**Instructions for the task**
Rewrite the lines of the rows below as a numbered list, omitting blank lines. Begin at the line that contains "Would you mind marking the tree trunk" and stop at the end of the rows.

>> Begin Provided data

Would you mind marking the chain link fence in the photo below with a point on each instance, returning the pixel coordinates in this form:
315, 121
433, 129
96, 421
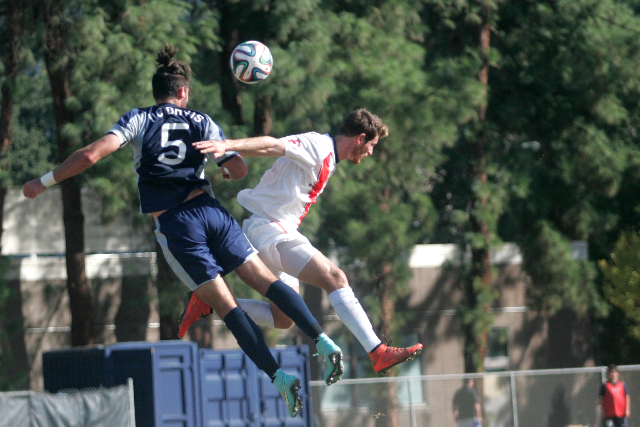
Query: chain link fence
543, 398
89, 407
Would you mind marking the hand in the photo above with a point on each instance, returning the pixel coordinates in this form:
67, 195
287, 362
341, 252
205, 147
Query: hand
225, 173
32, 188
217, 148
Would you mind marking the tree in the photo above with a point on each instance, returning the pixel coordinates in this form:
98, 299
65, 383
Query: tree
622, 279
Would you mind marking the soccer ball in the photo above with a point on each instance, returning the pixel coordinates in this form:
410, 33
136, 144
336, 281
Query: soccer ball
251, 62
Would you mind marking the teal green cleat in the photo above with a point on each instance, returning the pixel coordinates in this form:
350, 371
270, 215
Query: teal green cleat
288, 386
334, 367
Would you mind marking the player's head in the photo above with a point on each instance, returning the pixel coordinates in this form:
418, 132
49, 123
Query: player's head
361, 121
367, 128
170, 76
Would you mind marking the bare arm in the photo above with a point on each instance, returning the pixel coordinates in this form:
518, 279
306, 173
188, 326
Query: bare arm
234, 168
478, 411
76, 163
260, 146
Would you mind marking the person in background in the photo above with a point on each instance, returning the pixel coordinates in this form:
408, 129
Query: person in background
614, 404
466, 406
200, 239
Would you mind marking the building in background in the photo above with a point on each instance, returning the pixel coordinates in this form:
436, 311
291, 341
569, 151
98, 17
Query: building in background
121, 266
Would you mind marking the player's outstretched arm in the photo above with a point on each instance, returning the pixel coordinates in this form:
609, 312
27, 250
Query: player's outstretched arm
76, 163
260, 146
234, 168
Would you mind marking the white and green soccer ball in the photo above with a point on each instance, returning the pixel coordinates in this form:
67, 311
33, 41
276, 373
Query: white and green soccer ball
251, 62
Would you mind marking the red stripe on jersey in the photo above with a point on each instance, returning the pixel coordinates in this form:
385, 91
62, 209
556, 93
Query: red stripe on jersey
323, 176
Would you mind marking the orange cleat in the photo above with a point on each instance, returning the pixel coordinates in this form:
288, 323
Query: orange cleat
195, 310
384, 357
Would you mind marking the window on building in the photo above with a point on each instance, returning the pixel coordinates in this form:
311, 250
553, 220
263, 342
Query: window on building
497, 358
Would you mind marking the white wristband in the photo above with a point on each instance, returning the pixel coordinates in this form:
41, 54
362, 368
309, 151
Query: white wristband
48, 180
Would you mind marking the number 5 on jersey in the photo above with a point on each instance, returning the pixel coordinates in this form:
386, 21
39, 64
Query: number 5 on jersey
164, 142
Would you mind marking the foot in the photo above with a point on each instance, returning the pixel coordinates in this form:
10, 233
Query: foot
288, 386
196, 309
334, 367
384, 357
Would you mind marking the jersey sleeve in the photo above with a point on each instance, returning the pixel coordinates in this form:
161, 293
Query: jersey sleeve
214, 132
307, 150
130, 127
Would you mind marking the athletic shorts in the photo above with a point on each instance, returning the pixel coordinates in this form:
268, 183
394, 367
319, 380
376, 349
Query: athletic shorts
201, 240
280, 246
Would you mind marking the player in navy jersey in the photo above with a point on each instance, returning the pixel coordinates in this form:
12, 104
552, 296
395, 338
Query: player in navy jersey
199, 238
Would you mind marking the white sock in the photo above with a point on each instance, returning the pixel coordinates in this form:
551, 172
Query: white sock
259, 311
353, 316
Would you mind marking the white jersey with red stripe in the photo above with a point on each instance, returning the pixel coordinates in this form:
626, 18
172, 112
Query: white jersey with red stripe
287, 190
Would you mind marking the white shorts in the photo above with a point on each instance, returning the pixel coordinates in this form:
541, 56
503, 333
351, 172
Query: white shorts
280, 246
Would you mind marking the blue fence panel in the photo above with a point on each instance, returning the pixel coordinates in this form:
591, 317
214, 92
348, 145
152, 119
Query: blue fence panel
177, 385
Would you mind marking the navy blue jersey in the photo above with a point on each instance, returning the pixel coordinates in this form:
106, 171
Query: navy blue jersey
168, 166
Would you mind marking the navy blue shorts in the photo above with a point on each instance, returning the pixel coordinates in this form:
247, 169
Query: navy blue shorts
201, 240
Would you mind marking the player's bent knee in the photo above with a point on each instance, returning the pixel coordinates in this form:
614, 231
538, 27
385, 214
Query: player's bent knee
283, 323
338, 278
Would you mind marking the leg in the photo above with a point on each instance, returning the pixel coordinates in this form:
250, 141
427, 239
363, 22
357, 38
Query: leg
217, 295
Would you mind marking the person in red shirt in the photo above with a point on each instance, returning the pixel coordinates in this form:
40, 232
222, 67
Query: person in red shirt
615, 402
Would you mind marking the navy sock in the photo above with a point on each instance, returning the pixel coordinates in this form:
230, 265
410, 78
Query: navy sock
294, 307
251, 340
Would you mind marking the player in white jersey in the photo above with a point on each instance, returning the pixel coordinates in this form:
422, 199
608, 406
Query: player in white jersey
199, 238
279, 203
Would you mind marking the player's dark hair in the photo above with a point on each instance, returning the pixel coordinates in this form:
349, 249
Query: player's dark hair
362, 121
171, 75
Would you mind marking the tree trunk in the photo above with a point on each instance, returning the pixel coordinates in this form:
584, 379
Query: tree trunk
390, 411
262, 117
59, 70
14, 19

>> End Provided data

**Solution below**
1. Would you mind marking the tree trunk in the photo above with a point on each instance, returning the pixel coordinates in this form:
2. 584, 379
3. Query: tree trunk
4. 390, 411
5. 262, 117
6. 59, 70
7. 14, 19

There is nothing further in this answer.